#### Excerpted passage
—————
Saturday, February 28, 2009

I saw you in the wild

 


Another slow evening at work becomes a spectacular night sharing stories with Jenn on the front porch. The conversation topics covered everything from local murders to how her Grandmother escaped Nazi Germany as a Jew, and her aunt escaping Iran during the hostage crisis while eight months pregnant. We talked about her Grandmother firing a shotgun at four in the morning while out to milk the cows because a strange man had wandered onto her land. I told her about Uncle Ernie telling a kid with a gun pointed in his face to "get the hell outa here!"

Sharing stories over wine, what could be better?? If you are truly lucky, you will each have your own moments of brilliance, when you think to yourself, 'wow, now I'm really thinking... now, we're on to something special and important here.' We traded favorite poets -- I told her about Stanley Kunitz and promised to let her borrow his gardening treatise, and she introduced me to Thomas Hardy. We are planning to have poetry reading nights in our living rooms, and soon, knitting parties to follow. We laughed together about how we're such home-body dorks, and it's no wonder we're turning out to be spinsters!
—————
#### Exercise set
a – Answer these questions about the blog post about the evening with Jenn:
(i) Why did Jenn's Grandmother fire a shotgun at four in the morning?
(ii) Which poet did Jenn introduce to the writer?
(iii) What are the two of them planning to hold in their living rooms?
b – Carry on the blog post about the evening with Jenn, starting after its final sentence.

#### Information provided
—————
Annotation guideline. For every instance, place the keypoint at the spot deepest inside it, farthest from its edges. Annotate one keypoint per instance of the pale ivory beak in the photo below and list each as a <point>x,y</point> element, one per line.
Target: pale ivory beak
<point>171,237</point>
—————
#### Replies
a –
(i) A strange man had wandered onto her land.
(ii) Thomas Hardy.
(iii) Poetry reading nights, followed soon by knitting parties.

b –
For a few days there has been this glass pitcher sitting on the mosaic table here on the porch. When I first saw it out there I thought to myself, 'oh, how nice, Jenn is making sun tea!'... and then I began to notice day after day that the pitcher was still there, and so I began to think she must have forgotten her tea, and so have been expected to see it mold. But it hasn't molded, to my great suprise! Last night, I asked her about it. As it turns out, it's certainly not any drinkable tea! It's called Worm Tea. How this works is she has a few covered pails in her kitchen with composting soil and foods that has been filled with composting worms. Through the process of composting, the worms end up creating this nutrient rich liquid. By saving it, Jenn can pour it little by little into the sprouting plant projects we have all around the porch and alongside the driveway. I am in awe!! She is always teaching me something, enlightening my life with the most interesting ideas. I have never me a woman smarter than this sweet cookie.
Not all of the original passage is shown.